Check every line of the entries for "corrugated", and copy the lines that hold it.

• _LISTED ENTRIES_
....
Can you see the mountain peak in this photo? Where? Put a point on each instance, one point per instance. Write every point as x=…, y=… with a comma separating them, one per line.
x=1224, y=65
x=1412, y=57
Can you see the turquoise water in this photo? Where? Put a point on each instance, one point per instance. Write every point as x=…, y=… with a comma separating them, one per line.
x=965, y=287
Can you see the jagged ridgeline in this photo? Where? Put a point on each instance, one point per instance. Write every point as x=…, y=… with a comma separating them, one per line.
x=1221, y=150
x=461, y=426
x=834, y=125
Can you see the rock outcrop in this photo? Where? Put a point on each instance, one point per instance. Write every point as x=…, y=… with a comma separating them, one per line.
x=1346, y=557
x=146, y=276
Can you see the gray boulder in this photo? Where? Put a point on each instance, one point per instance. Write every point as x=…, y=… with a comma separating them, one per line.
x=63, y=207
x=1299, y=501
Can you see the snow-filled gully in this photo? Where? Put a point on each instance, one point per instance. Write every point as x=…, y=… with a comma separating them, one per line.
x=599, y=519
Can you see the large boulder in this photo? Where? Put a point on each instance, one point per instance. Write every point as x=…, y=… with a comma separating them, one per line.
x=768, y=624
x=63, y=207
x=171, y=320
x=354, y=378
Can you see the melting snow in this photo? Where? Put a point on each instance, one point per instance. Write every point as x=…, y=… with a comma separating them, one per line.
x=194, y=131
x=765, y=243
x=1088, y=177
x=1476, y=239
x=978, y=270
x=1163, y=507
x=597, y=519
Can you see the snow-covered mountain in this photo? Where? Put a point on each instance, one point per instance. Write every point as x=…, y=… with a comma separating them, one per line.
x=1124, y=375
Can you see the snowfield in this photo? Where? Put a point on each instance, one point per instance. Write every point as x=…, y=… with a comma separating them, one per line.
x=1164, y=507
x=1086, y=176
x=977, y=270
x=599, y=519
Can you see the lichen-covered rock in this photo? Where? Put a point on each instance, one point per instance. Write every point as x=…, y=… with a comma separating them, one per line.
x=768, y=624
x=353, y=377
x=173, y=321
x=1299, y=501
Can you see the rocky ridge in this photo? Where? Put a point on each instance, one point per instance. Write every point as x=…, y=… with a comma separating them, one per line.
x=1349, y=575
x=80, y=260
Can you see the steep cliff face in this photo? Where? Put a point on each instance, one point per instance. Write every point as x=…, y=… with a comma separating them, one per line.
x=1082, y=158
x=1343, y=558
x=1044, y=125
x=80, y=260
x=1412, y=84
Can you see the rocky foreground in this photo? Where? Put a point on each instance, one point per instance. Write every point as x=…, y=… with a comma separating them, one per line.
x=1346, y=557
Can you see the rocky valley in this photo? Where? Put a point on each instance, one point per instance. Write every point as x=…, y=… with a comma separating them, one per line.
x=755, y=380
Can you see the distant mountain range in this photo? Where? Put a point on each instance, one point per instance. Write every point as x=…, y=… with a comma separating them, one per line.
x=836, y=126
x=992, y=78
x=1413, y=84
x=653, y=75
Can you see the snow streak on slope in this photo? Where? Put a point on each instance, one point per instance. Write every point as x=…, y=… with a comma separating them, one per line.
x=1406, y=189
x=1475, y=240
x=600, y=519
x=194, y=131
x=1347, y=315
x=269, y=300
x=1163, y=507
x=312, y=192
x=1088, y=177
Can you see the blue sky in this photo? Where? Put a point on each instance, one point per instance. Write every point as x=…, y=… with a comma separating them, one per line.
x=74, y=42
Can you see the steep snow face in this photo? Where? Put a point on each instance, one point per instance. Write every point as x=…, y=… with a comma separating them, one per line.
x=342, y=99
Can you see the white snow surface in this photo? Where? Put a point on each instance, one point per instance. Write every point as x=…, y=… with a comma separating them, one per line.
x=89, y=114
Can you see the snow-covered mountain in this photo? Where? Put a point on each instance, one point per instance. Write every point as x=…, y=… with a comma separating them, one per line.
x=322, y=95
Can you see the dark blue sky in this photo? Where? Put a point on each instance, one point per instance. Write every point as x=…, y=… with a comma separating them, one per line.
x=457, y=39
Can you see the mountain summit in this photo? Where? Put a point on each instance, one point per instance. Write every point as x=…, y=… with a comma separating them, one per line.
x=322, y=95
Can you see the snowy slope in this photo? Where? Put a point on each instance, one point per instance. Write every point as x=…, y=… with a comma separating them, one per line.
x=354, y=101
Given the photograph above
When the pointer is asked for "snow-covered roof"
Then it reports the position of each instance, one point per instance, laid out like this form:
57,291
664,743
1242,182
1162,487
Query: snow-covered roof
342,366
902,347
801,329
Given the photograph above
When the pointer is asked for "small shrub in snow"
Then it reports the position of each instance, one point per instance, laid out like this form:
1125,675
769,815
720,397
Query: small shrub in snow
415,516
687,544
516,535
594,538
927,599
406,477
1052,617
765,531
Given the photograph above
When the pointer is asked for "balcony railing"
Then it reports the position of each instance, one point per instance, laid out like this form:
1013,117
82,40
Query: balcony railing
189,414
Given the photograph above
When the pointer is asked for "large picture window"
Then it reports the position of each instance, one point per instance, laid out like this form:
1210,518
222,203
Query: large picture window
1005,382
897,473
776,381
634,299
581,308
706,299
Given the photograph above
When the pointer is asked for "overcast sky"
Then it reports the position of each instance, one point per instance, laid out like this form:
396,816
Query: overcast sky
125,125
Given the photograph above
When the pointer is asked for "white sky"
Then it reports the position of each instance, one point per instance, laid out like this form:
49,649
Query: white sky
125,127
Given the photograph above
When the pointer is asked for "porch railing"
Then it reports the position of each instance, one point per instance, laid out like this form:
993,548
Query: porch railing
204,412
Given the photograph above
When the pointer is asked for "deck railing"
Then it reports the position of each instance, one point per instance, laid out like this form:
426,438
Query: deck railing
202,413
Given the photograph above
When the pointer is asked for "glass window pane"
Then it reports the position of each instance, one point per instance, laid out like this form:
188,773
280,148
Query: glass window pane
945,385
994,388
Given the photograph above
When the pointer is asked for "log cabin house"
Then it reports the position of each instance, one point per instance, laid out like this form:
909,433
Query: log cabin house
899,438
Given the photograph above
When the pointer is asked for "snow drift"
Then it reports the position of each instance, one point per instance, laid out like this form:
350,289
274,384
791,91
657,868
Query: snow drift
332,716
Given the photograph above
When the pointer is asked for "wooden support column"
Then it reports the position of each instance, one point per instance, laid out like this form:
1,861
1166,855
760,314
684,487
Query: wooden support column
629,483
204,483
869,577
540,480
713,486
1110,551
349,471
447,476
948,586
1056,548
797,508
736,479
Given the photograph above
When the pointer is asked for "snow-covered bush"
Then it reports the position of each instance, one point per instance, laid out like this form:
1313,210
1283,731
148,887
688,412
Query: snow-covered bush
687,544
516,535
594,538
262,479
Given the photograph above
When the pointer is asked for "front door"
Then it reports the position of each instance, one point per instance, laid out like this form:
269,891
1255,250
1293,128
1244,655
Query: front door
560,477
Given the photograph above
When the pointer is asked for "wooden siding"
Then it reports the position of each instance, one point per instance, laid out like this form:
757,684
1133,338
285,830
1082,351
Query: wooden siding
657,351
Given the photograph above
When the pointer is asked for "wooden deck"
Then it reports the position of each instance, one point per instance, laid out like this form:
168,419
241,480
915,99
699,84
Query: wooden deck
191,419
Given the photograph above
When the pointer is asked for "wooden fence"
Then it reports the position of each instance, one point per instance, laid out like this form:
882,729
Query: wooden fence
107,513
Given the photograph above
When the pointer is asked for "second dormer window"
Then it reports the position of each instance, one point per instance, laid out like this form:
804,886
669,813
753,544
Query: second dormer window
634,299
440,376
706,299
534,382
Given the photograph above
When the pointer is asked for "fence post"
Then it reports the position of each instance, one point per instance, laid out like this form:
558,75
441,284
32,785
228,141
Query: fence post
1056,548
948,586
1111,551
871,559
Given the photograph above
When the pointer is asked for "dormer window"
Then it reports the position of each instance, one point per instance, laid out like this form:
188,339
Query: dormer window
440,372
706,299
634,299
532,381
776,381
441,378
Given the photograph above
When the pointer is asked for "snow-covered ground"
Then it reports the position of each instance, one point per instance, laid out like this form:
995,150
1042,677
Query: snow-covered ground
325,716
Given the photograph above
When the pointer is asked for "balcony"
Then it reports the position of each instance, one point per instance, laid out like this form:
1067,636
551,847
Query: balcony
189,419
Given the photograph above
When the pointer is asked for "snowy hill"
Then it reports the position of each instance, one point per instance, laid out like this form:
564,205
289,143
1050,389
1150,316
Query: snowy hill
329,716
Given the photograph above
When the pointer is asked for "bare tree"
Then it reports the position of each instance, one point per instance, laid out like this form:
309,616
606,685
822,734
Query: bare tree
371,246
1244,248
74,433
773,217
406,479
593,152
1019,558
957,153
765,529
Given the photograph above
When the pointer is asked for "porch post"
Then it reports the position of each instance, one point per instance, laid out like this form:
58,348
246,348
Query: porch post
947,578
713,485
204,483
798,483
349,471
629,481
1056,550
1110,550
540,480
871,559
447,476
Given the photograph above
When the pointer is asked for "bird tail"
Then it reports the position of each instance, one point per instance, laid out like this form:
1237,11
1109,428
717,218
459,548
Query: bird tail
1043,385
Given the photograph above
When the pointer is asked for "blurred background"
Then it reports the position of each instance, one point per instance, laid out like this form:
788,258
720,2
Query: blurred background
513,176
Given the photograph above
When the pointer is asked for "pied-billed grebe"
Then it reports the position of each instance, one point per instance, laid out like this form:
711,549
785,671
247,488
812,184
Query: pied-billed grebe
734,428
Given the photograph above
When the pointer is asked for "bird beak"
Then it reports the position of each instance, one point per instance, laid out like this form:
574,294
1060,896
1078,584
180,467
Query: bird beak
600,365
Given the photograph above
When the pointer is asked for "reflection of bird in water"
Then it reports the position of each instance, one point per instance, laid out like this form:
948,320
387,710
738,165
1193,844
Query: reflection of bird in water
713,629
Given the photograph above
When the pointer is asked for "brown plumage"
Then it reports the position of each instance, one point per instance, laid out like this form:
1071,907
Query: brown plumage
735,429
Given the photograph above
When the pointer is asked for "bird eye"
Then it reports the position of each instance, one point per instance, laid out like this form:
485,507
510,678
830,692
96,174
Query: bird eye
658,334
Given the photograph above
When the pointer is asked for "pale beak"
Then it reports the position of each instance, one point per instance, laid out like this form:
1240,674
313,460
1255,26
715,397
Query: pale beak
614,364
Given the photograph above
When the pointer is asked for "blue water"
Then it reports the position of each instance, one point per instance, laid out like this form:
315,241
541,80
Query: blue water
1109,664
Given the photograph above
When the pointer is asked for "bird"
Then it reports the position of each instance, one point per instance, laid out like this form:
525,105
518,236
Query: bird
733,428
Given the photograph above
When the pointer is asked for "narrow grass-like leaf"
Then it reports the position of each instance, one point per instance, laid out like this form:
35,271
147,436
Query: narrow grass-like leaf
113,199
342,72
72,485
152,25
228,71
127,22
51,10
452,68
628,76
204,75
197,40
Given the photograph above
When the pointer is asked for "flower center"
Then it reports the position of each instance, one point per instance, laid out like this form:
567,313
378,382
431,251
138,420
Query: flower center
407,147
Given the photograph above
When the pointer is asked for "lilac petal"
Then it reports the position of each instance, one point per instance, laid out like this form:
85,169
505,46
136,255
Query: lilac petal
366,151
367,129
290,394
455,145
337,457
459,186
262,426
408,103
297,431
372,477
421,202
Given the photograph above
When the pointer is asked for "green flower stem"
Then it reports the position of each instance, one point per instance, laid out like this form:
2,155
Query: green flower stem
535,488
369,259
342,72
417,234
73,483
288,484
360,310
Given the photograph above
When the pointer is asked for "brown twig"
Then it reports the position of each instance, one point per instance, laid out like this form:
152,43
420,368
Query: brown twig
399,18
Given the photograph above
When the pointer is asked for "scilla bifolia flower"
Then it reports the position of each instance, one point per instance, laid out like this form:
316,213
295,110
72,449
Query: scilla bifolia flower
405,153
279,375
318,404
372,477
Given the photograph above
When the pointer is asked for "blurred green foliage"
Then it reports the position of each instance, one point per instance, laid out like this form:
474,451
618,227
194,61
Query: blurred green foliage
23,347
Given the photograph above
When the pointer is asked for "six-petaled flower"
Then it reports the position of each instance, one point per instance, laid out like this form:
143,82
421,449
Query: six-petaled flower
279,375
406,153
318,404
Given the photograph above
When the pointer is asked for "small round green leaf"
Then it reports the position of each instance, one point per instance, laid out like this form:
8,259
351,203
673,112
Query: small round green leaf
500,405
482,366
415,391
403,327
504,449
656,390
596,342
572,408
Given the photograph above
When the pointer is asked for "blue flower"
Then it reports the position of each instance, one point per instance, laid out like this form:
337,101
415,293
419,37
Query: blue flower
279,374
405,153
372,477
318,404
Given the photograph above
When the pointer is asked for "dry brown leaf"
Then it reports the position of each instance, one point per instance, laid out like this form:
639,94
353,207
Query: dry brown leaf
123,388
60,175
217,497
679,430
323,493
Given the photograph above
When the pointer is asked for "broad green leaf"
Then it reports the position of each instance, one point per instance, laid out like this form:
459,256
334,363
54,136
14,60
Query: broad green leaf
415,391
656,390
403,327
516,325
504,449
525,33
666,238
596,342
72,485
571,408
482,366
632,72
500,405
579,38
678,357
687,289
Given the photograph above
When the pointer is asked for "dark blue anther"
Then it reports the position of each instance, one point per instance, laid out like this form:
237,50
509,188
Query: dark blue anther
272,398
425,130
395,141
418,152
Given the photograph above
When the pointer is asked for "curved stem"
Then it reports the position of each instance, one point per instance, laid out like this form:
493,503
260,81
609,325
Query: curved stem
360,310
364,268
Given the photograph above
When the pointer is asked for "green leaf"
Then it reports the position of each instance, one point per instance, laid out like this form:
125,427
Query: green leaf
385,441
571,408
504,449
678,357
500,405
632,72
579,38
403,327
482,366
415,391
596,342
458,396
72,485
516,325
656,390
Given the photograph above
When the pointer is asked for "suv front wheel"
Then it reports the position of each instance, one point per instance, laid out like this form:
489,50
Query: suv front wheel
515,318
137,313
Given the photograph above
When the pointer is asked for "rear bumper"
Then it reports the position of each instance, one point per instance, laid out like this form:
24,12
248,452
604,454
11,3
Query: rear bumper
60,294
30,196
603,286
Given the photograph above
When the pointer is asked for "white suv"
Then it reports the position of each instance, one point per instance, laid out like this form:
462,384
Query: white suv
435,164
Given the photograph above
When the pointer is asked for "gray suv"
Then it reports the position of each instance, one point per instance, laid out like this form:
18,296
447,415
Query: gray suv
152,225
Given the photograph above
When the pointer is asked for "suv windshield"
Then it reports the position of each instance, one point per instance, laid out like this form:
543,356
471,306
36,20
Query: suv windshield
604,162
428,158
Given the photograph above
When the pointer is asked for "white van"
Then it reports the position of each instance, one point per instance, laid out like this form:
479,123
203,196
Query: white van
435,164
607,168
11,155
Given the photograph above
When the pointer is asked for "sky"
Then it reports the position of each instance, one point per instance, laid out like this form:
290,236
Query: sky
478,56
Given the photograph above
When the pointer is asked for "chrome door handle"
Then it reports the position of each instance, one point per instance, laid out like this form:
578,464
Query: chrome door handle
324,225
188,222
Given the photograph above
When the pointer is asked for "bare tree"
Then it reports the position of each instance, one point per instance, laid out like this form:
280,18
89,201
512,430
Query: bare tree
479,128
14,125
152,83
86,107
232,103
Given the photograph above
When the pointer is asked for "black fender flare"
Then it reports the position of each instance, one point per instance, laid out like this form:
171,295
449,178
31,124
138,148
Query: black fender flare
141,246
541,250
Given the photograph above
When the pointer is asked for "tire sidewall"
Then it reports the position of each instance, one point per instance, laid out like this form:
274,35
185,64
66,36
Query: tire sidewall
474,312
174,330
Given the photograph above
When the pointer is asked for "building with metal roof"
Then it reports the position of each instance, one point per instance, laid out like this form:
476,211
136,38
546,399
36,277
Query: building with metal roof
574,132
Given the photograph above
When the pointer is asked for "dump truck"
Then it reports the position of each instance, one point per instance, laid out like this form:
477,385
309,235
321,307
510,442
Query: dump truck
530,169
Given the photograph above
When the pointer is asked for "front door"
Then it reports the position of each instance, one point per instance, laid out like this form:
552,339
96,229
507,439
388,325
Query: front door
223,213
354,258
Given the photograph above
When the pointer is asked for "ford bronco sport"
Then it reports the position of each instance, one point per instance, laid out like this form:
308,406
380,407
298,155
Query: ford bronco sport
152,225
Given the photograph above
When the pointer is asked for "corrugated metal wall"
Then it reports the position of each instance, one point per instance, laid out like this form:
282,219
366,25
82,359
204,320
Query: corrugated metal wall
....
• _EXERCISE ANSWER_
When the pointer is asked for "corrugated metal wall"
Query: corrugated metal wall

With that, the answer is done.